• **Excerpted text**:

Dinner was at a newer restaurant, Little Duck Diner, located in a… no, got you this time, newer building right next door to the hotel. It’s a cute space done to look like a old-school diner but without all the kitschy theme restaurant silliness – think upscale fifties. The menu is eclectic with American breakfasts and sandwiches alongside Asian bowls and milkshakes. Apparently eager to test the limits of my blood pressure medication, I went with a variation on what I had for lunch known as the Trainwreck, with several kinds of cheese, bacon, house-made sausage patties, and another fried egg on thick sourdough bread. It was fantastic – kudos to whomever is making the zesty sausage – but the bread was a little on the heavy side for my stomach and so I wasn’t able to each as much of it as I’d have liked.
Friday night there were two events for Pride but I decided not to go because I’m lazy and didn’t feel like dressing up. Instead I went to Club One and caught a few of the drag shows and caught up with some of the locals that now recognize me when I come in. I’m like “Norm!” if he only came into the bar once a year.
Saturday was both the Pride festival and the start of the Savannah College of Art and Design (SCAD) Film Festival. I sampled a bit of both.

• **Dataset extract**:

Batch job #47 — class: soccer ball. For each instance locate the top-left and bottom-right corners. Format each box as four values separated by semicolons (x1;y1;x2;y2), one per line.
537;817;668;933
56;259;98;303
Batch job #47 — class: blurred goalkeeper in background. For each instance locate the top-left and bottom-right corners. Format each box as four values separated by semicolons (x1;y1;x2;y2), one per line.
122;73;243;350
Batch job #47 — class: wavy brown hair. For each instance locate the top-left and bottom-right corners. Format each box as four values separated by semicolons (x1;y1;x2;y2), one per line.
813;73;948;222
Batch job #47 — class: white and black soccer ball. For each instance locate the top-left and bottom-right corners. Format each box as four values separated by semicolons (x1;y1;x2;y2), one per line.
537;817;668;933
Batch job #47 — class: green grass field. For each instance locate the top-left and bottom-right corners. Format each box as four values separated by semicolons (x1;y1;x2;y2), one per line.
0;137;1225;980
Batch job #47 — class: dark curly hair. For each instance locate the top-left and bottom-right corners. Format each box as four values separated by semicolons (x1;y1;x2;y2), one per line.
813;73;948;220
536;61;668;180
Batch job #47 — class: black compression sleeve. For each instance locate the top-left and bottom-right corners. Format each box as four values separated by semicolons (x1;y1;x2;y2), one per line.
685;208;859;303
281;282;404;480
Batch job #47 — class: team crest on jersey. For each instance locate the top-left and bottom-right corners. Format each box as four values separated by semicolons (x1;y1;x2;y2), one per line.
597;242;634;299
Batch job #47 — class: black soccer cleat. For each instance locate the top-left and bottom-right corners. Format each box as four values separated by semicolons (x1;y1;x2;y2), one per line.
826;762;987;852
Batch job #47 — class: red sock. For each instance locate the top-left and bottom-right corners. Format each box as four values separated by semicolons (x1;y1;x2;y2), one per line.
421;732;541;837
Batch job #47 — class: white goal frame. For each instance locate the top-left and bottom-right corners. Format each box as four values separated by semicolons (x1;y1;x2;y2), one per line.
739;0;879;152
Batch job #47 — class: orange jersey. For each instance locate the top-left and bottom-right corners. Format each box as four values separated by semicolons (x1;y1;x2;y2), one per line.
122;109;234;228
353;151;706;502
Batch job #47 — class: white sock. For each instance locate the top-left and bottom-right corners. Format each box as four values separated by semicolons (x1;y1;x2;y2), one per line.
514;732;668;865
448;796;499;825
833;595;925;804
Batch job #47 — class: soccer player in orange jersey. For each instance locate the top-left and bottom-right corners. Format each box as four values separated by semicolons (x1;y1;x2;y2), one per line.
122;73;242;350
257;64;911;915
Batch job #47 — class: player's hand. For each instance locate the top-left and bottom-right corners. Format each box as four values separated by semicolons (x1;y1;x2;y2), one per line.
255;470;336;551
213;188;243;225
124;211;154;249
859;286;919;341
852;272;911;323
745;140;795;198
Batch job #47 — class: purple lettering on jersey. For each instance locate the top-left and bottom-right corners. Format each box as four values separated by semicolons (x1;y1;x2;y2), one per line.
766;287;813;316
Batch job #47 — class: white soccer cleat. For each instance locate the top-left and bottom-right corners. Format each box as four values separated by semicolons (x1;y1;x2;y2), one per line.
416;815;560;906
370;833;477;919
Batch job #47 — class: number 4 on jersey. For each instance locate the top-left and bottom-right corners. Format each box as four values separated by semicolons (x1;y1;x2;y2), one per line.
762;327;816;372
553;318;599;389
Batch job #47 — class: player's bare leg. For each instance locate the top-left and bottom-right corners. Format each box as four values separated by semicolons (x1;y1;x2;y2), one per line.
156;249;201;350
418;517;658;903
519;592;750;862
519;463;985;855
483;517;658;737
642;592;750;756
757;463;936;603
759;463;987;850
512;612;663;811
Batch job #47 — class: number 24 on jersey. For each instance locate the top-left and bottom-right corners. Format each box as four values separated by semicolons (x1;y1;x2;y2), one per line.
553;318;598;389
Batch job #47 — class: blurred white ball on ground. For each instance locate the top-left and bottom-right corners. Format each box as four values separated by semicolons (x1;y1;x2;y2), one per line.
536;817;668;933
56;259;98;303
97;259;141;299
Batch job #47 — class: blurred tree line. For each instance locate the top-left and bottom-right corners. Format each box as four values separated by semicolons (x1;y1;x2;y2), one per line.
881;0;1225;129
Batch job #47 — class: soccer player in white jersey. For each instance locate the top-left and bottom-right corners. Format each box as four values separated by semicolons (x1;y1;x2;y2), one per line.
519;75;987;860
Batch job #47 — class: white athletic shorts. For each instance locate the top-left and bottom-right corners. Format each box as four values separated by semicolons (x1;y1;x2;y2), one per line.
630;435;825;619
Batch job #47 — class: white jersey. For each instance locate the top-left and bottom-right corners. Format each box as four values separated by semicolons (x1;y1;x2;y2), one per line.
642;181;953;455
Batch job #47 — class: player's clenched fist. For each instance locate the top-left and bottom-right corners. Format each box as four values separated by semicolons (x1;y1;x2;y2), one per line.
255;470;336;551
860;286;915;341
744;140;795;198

• **Activity 1**:
Copy from the dining-and-Pride travel account, word for word, the passage starting at "Friday night there" and ending at "bit of both.".
• **Activity 2**:
In the dining-and-Pride travel account, what kind of bread did the Trainwreck come on?
• **Activity 3**:
Extend the dining-and-Pride travel account past its final sentence.

• **Written response 1**:
Friday night there were two events for Pride but I decided not to go because I’m lazy and didn’t feel like dressing up. Instead I went to Club One and caught a few of the drag shows and caught up with some of the locals that now recognize me when I come in. I’m like “Norm!” if he only came into the bar once a year.
Saturday was both the Pride festival and the start of the Savannah College of Art and Design (SCAD) Film Festival. I sampled a bit of both.

• **Written response 2**:
Thick sourdough bread.

• **Written response 3**:
As mentioned above the Pride celebration was in Ellis Square, one of 23 in the city and both one of the oldest and newest at the same time. It was the third square laid out by the town’s founders in 1733 and served as a central meeting place and city market. All of that was demolished in 1954 and they built a parking garage in its place, a horrible thing that had a good outcome in that it kicked off the modern city preservation efforts that have resulted in all of the remaining squares being spiffed up and protected. The parking garage was torn down in 2006 and a new Ellis Square was erected in its place, that doesn’t quite have the charm of the other historic ones but is still a good place for a Pride festival.
There were the obligatory sponsor tents, community action tables, merchandise, and food vendors although not a lot of any of them – this is still a relatively small town event, which definitely has its charms. They also had an LGBT art and history display, a self-guided pub crawl with several of the local straight bars offering pride specials, and the drag queen trolley tours.
Trolley tours are big in Savannah and having a drag queen host one is genius if you ask me. Our cruise director, Influenza Miller, was delightfully catty as all good drag queens should be and came up with some interesting revisionist history for the city. Joni Mitchell’s “Big Yellow Taxi”? Written about Ellis Square (“they paved paradise and put up a parking lot”). Jones Street? Named after Grace Jones. You get the idea. I now want to start my own trolley tour company here in Savannah with all drag queen hostesses.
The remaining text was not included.